___ GIVEN DATA ___

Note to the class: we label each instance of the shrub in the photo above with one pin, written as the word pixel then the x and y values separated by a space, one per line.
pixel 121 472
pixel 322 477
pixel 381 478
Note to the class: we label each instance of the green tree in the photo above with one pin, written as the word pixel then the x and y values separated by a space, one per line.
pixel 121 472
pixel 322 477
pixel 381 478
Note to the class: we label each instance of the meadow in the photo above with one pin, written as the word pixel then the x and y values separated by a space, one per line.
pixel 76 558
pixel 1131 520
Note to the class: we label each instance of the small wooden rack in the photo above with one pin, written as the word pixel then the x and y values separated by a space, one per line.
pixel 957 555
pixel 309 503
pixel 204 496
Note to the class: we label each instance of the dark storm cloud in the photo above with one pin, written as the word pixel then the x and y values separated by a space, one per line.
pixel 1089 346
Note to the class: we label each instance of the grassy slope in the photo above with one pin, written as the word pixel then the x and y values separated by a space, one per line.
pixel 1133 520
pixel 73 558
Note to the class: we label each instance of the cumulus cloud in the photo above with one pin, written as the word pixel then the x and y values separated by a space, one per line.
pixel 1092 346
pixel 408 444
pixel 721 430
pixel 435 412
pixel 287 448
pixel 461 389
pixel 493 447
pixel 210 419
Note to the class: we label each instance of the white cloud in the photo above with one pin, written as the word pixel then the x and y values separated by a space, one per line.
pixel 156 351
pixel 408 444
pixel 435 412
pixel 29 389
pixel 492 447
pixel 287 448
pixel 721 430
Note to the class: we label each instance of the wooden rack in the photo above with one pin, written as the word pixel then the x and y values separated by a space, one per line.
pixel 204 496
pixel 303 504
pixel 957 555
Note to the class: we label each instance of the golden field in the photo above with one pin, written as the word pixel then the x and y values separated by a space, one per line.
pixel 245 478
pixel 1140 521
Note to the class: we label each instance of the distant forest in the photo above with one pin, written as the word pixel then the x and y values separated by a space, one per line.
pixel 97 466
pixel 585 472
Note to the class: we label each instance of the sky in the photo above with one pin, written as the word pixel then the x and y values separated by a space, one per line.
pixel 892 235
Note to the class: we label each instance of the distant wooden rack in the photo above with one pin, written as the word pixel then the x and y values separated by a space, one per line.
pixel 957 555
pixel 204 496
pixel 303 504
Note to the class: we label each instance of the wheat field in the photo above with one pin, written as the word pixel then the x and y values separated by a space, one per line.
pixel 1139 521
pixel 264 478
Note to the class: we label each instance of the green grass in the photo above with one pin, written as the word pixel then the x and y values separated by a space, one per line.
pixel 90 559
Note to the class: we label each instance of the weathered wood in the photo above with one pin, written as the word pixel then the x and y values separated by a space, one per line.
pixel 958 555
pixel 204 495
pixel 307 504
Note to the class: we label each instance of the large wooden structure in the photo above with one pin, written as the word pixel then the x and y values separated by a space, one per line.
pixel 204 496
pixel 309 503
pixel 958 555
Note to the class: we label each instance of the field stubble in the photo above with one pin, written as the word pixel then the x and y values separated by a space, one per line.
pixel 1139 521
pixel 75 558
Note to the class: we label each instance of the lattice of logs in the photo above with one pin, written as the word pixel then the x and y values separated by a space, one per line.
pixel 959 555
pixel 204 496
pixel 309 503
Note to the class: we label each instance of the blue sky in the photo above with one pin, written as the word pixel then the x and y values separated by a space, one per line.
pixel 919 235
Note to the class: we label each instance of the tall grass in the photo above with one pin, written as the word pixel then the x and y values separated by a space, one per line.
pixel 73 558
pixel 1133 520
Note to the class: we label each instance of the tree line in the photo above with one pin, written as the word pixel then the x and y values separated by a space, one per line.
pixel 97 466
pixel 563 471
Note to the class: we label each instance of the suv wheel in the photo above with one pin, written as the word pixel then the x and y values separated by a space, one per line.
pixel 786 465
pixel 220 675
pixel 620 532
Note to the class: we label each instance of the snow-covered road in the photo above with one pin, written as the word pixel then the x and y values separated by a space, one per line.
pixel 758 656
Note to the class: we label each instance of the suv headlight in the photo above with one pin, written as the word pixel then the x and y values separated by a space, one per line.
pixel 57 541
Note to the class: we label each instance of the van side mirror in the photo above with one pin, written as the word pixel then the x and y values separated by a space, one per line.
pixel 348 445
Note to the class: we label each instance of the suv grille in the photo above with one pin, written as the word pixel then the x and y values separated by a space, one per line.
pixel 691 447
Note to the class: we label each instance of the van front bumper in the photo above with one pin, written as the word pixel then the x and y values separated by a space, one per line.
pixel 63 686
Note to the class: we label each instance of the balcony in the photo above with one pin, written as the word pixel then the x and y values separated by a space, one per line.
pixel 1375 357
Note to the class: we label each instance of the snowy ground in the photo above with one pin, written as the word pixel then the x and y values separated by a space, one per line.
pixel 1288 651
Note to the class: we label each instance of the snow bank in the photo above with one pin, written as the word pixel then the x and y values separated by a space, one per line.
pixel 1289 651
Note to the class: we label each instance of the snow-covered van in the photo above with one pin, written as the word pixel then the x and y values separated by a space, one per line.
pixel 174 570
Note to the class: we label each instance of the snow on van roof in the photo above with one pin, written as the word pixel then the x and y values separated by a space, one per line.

___

[WHAT THIS TASK INVOLVES]:
Nothing should be left out: repeat all of the data exactly.

[TASK ANSWER]:
Note to the class: we label each instance of the shrub in the photo above with one pin, written as the word pixel then the x and y values separated by a space, one per line.
pixel 121 472
pixel 322 477
pixel 381 478
Note to the class: we label each instance of the green tree in the photo above with one pin, written as the word pixel then the x and y values separated by a space, one per line.
pixel 121 472
pixel 322 477
pixel 381 478
Note to the class: we label each instance of the meadow in the photo above with one pin, written as the word pixel then the x and y values separated by a space, one per line.
pixel 76 558
pixel 1131 520
Note to the class: we label each instance of the small wooden rack in the photo above with one pin, written as the word pixel then the x and y values separated by a space, one per line.
pixel 957 555
pixel 309 503
pixel 204 496
Note to the class: we label each instance of the dark storm cloud in the photo above with one pin, written as the word pixel then the x and y values separated by a space, one per line.
pixel 1089 346
Note to the class: we label each instance of the grassy slope in the photo above with one pin, written as the word pixel then the x and y values separated by a space, one per line.
pixel 1133 520
pixel 73 558
Note to the class: we label each instance of the cumulus cloud in the photo above with one pin, written as the word pixel then the x and y values separated by a space, one per line.
pixel 1092 346
pixel 408 444
pixel 721 430
pixel 435 412
pixel 287 448
pixel 461 389
pixel 493 447
pixel 210 419
Note to the class: we label each instance of the white cloud in the photo above with one pin, written as the word pixel then the x and y values separated by a space, one per line.
pixel 156 351
pixel 408 444
pixel 435 412
pixel 29 389
pixel 492 447
pixel 287 448
pixel 721 430
Note to the class: we label each instance of the wooden rack in the photo above with one pin, written as the word pixel then the x and y values separated by a space, one per line.
pixel 204 496
pixel 303 504
pixel 957 555
Note to the class: we label each instance of the golden field in the photo above with one pin, written as the word pixel then the x and y values separated by a space, one per line.
pixel 245 478
pixel 1140 521
Note to the class: we label each instance of the distant forest in the photo above with one pin, written as the word pixel then the x and y values separated by a space, one per line.
pixel 97 466
pixel 585 472
Note to the class: we label each instance of the sky in the photo above with one pin, written as the word pixel then the x and y values separated by a space, one per line.
pixel 892 235
Note to the class: we label each instance of the distant wooden rack in the photo above with one pin, written as the word pixel then the x and y values separated by a space, one per line.
pixel 957 555
pixel 204 496
pixel 303 504
Note to the class: we label each instance of the wheat field in the photo above with one pin, written as the word pixel then the x and y values separated by a space, one per line.
pixel 1139 521
pixel 264 478
Note to the class: we label each instance of the green grass in the photo above with one pin, written as the word pixel then the x and y values separated by a space, one per line.
pixel 90 559
Note to the class: we label each instance of the weathered wood in the photo above with one pin, written as the word pixel then the x and y values separated by a space, one per line.
pixel 958 555
pixel 204 495
pixel 307 504
Note to the class: we label each instance of the large wooden structure in the photo above with one pin, written as the word pixel then the x and y values separated by a space, one per line.
pixel 204 496
pixel 309 503
pixel 958 555
Note to the class: we label each instance of the field stubble in the photo above with one pin, written as the word pixel then the x and y values separated by a space, one per line.
pixel 1139 521
pixel 75 558
Note to the class: we label each instance of the lattice of logs in the photo above with one pin, written as the word pixel then the x and y values separated by a space, one per line.
pixel 959 555
pixel 204 496
pixel 309 503
Note to the class: we label each instance of the blue sky in the photo above with one pin, written as the word pixel then the x and y values separated by a space, one per line.
pixel 919 235
Note to the class: we label each instance of the tall grass in the photo above with one pin, written as the word pixel then the x and y values separated by a space, one per line.
pixel 73 558
pixel 1133 520
Note to the class: we label each instance of the tree line in the photo above with one pin, written as the word pixel then the x and y values separated by a space, one per line.
pixel 97 466
pixel 563 471
Note to the class: we label each instance of the suv wheel in the photo above with one pin, written as the word pixel then the x and y values separated by a space, one per line.
pixel 786 465
pixel 220 675
pixel 620 532
Note to the class: we label each instance of the snow-covered road in the photo above with one pin, written as the word pixel then the x and y values separated by a space, one per line.
pixel 758 656
Note to the class: we label each instance of the suv headlight in the photo above with one pin, written as the word pixel then the x and y values separated by a space, one per line.
pixel 57 541
Note to the class: we label each instance of the van side mirror in the photo above with one pin, written as the word pixel then the x and y values separated by a space, one per line.
pixel 348 445
Note to the class: we label each instance of the suv grille in the photo above with one pin, written as the word pixel then the x and y values separated by a space, one per line.
pixel 691 447
Note to the class: we label each instance of the van front bumper in the photo above with one pin, written as the word pixel then the x and y values separated by a space, one per line.
pixel 63 686
Note to the class: we label each instance of the balcony in the photo above with one pin, written as the word pixel then the x and y values separated by a space, one per line.
pixel 1375 357
Note to the class: we label each instance of the snowy ground in the photo above with one pin, written as the word pixel then the x and y values separated by a space, one per line.
pixel 1288 651
Note to the class: we label each instance of the snow bank in the photo above with one pin, written as the word pixel then the x and y values separated by a space, one per line.
pixel 1289 651
Note to the class: we label each instance of the snow-covered van in the photo above with one pin, written as the word pixel then the x and y values separated by a space, one per line.
pixel 174 570
Note to the class: we label each instance of the snow on van roof in the photo above with one pin, written as the word pixel then the x and y values separated by a space, one per line.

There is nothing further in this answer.